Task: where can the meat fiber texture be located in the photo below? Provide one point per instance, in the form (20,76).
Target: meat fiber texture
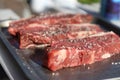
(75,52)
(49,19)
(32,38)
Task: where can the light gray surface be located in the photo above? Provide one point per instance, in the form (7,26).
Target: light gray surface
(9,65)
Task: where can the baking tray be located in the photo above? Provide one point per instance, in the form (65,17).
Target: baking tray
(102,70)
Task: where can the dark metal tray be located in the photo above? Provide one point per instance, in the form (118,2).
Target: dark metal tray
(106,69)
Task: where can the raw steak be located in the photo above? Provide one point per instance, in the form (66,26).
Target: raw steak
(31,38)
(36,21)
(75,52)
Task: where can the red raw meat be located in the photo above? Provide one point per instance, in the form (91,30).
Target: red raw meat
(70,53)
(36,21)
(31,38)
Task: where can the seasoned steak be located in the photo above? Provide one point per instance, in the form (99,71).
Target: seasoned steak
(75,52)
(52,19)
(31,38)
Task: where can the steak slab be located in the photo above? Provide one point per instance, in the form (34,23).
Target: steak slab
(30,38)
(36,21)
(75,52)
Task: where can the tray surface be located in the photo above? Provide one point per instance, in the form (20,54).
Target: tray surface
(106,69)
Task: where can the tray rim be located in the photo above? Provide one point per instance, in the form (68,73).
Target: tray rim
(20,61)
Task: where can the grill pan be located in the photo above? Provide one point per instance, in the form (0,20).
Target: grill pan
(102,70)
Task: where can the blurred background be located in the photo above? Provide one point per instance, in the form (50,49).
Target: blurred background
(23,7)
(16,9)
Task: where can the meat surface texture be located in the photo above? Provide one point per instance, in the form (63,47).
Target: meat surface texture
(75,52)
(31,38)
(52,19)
────────────────────────────────────────
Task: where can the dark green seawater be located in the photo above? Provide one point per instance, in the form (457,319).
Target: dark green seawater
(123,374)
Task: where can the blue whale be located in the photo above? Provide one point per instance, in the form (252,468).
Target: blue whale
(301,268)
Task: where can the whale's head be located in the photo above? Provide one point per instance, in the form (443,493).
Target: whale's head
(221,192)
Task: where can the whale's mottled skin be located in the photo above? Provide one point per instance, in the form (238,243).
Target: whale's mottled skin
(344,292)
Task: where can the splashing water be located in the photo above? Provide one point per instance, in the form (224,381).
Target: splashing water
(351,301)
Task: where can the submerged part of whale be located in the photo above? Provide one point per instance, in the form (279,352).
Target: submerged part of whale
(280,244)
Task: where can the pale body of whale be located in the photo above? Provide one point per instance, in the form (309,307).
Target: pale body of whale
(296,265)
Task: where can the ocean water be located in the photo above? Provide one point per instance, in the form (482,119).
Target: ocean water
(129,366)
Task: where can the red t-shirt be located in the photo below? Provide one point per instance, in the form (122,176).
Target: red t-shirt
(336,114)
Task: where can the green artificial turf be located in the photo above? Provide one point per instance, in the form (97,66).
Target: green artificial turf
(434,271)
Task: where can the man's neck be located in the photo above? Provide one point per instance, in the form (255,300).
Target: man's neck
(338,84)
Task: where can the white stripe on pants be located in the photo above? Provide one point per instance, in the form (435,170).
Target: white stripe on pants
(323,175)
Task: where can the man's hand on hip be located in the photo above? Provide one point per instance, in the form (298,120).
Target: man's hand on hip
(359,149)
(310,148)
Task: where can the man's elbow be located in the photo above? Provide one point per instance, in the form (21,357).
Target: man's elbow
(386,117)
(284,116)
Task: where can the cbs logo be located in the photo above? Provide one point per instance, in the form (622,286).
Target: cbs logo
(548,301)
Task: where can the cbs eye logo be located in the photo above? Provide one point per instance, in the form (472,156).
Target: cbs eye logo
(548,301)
────────────────────────────────────────
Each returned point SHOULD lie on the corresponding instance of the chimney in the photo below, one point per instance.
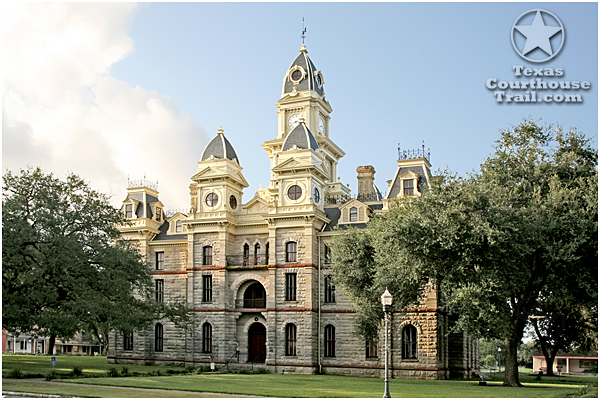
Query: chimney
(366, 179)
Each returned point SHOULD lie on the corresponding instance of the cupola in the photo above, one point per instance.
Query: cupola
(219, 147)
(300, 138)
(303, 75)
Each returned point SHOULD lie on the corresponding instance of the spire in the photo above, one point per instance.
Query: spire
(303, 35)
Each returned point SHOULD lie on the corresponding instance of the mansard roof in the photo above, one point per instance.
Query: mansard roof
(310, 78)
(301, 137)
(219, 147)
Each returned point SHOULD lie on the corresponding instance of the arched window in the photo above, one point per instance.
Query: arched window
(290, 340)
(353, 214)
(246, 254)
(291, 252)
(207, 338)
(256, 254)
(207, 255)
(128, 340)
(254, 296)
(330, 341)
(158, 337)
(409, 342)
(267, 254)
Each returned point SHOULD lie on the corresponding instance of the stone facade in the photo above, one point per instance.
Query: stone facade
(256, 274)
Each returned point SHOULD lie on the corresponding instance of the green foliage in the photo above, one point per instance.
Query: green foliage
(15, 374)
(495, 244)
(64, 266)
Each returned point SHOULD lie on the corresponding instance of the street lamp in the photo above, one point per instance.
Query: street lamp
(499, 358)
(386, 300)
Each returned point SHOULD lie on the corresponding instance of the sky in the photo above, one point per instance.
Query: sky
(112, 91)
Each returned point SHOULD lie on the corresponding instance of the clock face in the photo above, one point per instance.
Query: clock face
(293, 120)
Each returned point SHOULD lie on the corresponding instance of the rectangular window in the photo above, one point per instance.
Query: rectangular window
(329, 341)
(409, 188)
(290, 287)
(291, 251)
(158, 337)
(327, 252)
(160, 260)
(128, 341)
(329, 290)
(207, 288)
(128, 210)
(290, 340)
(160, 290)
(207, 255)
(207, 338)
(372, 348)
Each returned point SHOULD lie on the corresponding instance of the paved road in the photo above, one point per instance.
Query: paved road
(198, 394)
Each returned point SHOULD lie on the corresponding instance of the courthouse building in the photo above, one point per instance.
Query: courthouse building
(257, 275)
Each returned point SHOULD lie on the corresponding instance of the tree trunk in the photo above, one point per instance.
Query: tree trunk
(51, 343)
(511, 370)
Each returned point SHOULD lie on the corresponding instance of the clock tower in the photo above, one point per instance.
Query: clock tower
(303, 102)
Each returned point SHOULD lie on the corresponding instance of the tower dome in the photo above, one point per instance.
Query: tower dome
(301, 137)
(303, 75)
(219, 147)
────────────────────────────────────────
→ **INSTRUCTIONS FOR THE TASK**
From the records above, pull out each line that has "below".

→ **ANSWER TO THE EXERCISE**
Task: where can the meat fiber texture be located in the photo below? Provide one point per instance, in the form (20,76).
Task: where can the red t-shirt be located in the photo below? Provide one point per instance, in the form (122,176).
Each returned point SHOULD lie on the corresponding instance of the chimney in the photo below, one point per instance.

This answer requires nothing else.